--- Input for this task ---

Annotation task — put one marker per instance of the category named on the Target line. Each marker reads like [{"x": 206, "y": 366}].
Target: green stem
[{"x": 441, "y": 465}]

---
--- Input for this task ---

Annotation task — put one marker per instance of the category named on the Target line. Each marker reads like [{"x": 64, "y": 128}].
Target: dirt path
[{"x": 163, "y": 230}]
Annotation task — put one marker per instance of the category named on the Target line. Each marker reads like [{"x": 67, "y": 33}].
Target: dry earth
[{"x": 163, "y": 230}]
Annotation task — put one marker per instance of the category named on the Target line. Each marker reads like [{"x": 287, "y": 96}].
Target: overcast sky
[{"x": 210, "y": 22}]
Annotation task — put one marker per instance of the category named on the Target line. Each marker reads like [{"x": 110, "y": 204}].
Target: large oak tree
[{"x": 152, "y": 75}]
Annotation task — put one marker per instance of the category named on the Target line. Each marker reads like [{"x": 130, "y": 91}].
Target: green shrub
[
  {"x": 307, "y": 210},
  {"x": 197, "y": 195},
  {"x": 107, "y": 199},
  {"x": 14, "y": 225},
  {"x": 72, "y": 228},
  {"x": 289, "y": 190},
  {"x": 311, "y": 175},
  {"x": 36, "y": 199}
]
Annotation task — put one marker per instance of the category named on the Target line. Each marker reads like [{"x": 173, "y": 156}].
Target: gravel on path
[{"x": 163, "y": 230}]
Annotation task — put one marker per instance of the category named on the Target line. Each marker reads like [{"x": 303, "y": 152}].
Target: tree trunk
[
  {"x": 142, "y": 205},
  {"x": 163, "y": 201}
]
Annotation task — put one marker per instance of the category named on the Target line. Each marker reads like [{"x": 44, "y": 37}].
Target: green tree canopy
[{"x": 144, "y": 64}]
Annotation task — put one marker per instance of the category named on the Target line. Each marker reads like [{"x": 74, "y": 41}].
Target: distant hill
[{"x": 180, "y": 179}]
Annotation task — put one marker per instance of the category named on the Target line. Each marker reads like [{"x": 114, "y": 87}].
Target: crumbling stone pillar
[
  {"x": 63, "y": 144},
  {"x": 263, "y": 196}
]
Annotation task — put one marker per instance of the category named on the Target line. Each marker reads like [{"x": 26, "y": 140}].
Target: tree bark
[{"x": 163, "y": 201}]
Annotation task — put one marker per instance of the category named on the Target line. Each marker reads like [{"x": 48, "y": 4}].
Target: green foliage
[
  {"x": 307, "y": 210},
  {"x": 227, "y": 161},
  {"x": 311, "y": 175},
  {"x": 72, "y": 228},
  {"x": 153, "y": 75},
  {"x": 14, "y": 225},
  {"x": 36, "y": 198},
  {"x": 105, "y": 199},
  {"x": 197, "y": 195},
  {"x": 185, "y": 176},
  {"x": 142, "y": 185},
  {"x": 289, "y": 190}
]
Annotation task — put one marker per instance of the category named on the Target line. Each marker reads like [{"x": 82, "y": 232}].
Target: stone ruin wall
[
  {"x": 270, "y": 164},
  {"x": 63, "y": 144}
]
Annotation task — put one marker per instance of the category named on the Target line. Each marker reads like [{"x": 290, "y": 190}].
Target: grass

---

Pull out every line of the entries above that contains the word "tree". Copy each line in full.

» Complete output:
Target: large oak tree
Target: tree trunk
Target: green tree canopy
Target: tree bark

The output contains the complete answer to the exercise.